__What to work on__:
Reproduce every entry below word for word, keeping the original order and line breaks.
* * * * * * *
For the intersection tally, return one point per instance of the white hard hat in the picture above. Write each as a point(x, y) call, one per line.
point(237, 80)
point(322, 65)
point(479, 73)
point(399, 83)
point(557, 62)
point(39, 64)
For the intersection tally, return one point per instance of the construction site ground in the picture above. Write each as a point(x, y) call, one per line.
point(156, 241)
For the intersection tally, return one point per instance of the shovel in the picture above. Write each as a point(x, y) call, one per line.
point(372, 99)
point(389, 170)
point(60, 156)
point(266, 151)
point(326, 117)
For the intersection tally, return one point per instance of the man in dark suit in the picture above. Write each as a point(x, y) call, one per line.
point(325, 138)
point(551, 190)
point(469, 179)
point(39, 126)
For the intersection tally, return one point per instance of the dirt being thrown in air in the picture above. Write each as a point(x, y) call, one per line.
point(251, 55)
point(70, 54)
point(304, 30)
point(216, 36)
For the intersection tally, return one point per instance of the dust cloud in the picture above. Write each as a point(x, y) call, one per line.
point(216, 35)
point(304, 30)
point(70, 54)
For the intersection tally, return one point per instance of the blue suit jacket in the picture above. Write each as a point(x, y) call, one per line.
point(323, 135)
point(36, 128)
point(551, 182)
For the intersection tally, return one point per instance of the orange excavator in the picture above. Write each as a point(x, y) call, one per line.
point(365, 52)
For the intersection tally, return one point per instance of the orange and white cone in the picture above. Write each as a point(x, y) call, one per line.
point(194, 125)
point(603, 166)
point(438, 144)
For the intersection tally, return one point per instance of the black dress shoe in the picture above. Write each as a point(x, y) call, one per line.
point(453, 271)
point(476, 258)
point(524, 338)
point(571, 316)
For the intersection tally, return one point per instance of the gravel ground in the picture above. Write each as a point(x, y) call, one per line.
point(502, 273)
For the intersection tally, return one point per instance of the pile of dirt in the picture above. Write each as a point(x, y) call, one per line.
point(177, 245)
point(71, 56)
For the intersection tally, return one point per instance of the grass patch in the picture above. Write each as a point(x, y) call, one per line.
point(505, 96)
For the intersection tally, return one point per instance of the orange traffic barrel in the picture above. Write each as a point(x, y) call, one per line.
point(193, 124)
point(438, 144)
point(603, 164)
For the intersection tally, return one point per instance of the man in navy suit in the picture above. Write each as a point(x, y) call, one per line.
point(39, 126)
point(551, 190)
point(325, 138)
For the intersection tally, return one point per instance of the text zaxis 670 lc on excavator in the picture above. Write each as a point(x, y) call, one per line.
* * * * * * *
__Answer below__:
For the intersection tally, return one point per instance of the white hard hat in the picture above. Write each as a point(x, y) call, one per line.
point(237, 80)
point(322, 65)
point(479, 73)
point(399, 83)
point(557, 62)
point(39, 64)
For the intersection tally, return one point per instance of the construction site ground in the picture above. Write each as a point(x, y) call, one per line.
point(156, 241)
For the intersection tally, return one point per instance of the shovel in the picture above. Write each as a point(x, y) call, one per line.
point(372, 99)
point(389, 170)
point(60, 156)
point(266, 151)
point(326, 117)
For the intersection tally, return one point per instance of the man in dark suit in the picture above. Write each as a point(x, y) call, one per line.
point(325, 138)
point(551, 190)
point(469, 179)
point(39, 126)
For the intersection tally, return one point per instance of the dirt being thrown in air in the picture above. Write each as a point(x, y) call, one per line.
point(251, 55)
point(70, 54)
point(304, 30)
point(216, 36)
For the intersection tally, return one point per instance of the dust cloud in the picture above. Write each as a point(x, y) call, one per line.
point(216, 35)
point(304, 30)
point(70, 54)
For the intersection tally, return one point per instance of the blue suit jacket in the picture above. Write each as a point(x, y) call, one per line.
point(323, 135)
point(36, 128)
point(551, 182)
For the intersection tally, return one point per instance of the orange excavator in the picture above. Write each as a point(x, y) call, one per line.
point(365, 52)
For the intersection tally, return one point per instance of the orange and white cone in the picture above. Write each as a point(x, y) call, one per line.
point(194, 125)
point(603, 166)
point(438, 144)
For the intersection tally, return one point per instance of the black dress shoe in the picture above. Write each as a point(x, y) call, one per line.
point(453, 271)
point(476, 258)
point(524, 338)
point(571, 316)
For the intersection tally, return one point per instance of the gravel ground in the picture above. Write each as a point(x, y) call, one per line.
point(502, 273)
For the intersection tally, return one point per instance of the pile of dirt in the picture above. Write each as a point(x, y) call, one per line.
point(177, 245)
point(71, 56)
For the intersection tally, return one point per instance of the grass patch in the picture above. Write each as a point(x, y) call, one per line.
point(505, 96)
For the intersection tally, return one point per instance of the orange traffic barrel in the picture above. Write each as a point(x, y) call, one per line.
point(193, 124)
point(438, 144)
point(603, 164)
For the intersection tally, return one point per instance of the man in navy suit in the picture above. Write each as a point(x, y) call, one per line.
point(39, 126)
point(551, 190)
point(325, 138)
For the intersection tally, return one point per instance of the text zaxis 670 lc on excavator in the picture above. Write each as a point(x, y) call, one per line.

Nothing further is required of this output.